Given records:
──────────

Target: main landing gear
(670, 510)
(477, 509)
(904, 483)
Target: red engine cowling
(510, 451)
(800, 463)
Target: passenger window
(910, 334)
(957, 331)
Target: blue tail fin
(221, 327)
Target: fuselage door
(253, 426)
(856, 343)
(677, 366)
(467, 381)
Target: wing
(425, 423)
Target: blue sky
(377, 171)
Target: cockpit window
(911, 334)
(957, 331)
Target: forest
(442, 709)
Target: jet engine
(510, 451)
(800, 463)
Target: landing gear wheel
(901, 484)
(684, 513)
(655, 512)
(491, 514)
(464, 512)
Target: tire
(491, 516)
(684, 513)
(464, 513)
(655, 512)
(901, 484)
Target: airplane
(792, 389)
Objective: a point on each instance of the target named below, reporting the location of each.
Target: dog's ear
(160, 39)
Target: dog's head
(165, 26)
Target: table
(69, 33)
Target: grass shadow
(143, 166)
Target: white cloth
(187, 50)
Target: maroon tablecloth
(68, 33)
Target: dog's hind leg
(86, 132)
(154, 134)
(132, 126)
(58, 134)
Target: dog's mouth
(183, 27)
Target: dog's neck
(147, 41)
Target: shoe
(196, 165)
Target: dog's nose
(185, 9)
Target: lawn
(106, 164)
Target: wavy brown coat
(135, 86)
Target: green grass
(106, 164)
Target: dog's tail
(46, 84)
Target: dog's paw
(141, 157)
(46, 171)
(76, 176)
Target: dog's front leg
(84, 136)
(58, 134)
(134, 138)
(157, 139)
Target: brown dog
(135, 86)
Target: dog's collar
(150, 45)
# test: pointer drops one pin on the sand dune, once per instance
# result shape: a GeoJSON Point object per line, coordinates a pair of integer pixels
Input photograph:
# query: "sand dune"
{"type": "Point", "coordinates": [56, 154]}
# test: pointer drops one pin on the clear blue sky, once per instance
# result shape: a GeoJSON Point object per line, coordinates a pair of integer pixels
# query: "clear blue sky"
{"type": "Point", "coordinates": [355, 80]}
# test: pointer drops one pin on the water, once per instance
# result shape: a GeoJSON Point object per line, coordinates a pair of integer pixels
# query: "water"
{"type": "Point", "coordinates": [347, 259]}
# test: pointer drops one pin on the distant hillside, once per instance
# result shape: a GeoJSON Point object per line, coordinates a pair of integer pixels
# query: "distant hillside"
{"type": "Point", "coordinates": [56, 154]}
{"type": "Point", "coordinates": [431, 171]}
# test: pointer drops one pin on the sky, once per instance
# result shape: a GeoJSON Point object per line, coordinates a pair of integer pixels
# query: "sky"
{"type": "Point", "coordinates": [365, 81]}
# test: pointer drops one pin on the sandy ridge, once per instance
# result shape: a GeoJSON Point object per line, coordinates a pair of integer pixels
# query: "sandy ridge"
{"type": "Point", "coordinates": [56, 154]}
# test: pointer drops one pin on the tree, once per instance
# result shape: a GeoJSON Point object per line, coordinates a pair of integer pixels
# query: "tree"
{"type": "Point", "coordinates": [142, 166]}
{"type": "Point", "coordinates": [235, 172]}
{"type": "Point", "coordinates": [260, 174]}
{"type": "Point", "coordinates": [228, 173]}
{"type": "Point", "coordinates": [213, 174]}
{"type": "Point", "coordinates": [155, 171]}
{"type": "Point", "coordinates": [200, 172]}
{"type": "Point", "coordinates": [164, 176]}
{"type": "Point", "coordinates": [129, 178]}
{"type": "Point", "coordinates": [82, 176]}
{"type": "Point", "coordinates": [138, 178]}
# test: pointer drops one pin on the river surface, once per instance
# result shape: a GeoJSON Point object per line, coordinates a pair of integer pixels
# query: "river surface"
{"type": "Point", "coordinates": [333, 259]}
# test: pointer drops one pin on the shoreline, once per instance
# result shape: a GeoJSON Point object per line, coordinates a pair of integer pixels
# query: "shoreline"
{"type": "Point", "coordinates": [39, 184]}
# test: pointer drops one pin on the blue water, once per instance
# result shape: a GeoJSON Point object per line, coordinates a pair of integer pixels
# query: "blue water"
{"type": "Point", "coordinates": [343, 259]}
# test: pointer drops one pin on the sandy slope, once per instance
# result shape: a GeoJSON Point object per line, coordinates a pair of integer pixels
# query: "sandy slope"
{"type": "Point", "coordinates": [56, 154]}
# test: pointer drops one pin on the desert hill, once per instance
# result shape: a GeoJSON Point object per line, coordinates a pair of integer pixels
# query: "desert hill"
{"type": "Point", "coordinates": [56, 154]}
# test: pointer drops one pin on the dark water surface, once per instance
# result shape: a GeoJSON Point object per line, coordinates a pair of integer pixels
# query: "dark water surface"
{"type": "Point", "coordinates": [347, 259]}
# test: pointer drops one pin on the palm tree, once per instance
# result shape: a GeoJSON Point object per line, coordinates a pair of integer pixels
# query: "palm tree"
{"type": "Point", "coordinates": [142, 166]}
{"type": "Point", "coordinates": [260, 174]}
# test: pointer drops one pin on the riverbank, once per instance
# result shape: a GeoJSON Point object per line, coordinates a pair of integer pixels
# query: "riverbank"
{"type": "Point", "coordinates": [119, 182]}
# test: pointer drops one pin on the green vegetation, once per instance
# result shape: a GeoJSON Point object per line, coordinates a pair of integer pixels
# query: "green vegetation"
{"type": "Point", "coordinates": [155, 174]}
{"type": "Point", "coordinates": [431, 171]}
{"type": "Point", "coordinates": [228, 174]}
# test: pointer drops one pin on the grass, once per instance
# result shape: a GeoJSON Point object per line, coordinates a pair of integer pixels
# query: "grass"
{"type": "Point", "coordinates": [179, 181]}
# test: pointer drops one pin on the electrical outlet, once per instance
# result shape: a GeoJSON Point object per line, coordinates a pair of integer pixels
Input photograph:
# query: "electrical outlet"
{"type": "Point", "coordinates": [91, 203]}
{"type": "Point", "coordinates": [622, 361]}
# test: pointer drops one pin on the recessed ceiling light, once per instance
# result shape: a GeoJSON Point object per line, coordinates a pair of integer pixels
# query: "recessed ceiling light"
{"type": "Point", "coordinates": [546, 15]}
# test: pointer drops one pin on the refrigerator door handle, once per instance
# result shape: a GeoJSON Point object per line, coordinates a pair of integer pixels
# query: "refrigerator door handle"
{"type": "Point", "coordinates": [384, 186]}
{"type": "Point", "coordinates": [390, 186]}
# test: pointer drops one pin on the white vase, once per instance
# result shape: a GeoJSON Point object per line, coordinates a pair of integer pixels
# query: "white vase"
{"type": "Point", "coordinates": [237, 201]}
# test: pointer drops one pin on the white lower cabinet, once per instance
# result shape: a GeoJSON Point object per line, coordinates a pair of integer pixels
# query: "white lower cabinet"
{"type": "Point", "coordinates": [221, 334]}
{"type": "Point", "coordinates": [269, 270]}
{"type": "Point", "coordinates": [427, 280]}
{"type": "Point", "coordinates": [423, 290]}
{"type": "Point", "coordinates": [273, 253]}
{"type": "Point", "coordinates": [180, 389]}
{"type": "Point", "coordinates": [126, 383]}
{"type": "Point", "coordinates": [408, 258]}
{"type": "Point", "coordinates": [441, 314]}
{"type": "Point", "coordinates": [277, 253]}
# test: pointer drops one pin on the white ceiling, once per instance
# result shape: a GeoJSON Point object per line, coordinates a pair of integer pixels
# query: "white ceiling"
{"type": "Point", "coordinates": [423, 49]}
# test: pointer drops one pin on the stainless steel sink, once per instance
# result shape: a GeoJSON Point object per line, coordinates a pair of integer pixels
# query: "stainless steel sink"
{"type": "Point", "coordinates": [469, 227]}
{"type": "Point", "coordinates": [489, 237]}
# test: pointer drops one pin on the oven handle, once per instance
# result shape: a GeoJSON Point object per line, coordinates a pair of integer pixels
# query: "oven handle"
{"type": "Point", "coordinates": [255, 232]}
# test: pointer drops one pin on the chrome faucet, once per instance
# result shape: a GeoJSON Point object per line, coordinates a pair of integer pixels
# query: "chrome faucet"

──────────

What is expected:
Write out the lines above, starting at the line that contains "# test: pointer drops one pin on the white ceiling, once" and ending with the final line, and nothing else; copy them exactly.

Result of this exercise:
# test: pointer drops one pin on the white ceiling, once per instance
# result shape: a GeoJSON Point object per line, coordinates a pair of integer pixels
# query: "white ceiling"
{"type": "Point", "coordinates": [423, 49]}
# test: pointer drops one pin on the stainless steel sink, once per instance
# result shape: a GeoJSON Point object per line, coordinates a pair of integer pixels
# query: "stainless steel sink"
{"type": "Point", "coordinates": [469, 227]}
{"type": "Point", "coordinates": [489, 237]}
# test: pointer drops one pin on the oven handle, once per instance
# result shape: a GeoJSON Point object per line, coordinates a pair of integer pixels
# query: "oven handle"
{"type": "Point", "coordinates": [255, 232]}
# test: pointer drops one pin on the chrome faucet, once per instance
# result shape: a GeoJSON Point object per line, coordinates a pair of integer pixels
# query: "chrome faucet"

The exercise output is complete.